start TEXT SECTION
Electricity for rail transport itself – despite best efforts – only accounts for about one-third of the total electricity consumption of railway companies, with the rest being consumed by stations, offices and other properties. In addition, DB’s logistics division Schenker also relies on diesel locomotives, trucks, aircraft and ships. But in this respect, there is still one final goal: By 2030, the group wants to reduce its carbon emissions worldwide by 50 percent and become a completely carbon-neutral company by 2050.
Roman Rühle, DB Environmental Spokesman, gives a short interview outlining the railway company’s plans to become more climate friendly.
Where will DB source its green electricity from moving forward?
Deutsche Bahn is already the largest consumer of green power in Germany as ICE, IC and EC trains within Germany run on 100 percent green electricity. Deutsche Bahn procures the necessary power from an expansive portfolio of green electricity providers, including hydroelectric power plants. We also rely on certificates of origin from a large number of stations in Germany and Europe. We also plan to use more wind and solar energy in the future.
What role will PPAs play in that regard?
PPAs are a tried and tested instrument. Together with photovoltaic project developer Enerparc, Deutsche Bahn recently signed a contract for the construction of a solar farm comparable to the size of 70 football pitches, located in Wasbek, Schleswig-Holstein. It won’t be long before Deutsche Bahn is able to start feeding this green electricity directly into the German traction power grid.
What will happen to the railway lines which have not yet been electrified? What are you doing in this arena to become more environmentally friendly moving forward?
A number of different models and approaches to tackling the issue of unelectrified lines are being discussed openly throughout Germany. Task forces, politicians, businesses, the industry, interest groups and Deutsche Bahn are considering a broad range of solutions for these routes – including alternative fuels and alternative drive systems to provide an alternative or to supplement conventional overhead lines. DB is already involved in a number of projects aimed at technical development and testing.
end TEXT SECTION
Please answer these questions from the Deutsche Bahn text:
1. What share of railway companies' total electricity consumption goes to rail transport itself?
2. With which photovoltaic project developer did Deutsche Bahn sign a contract for a solar farm?
3. By what year does the group want to become a completely carbon-neutral company?
The data that comes next is separate from the Deutsche Bahn text.
start INFORMATION PROVIDED
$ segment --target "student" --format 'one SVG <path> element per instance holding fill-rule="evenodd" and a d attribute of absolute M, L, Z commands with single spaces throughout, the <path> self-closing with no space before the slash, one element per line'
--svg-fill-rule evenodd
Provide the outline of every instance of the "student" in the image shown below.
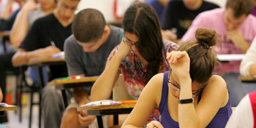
end INFORMATION PROVIDED
COMPLETED EXERCISE
1. About one-third.
2. Enerparc.
3. 2050.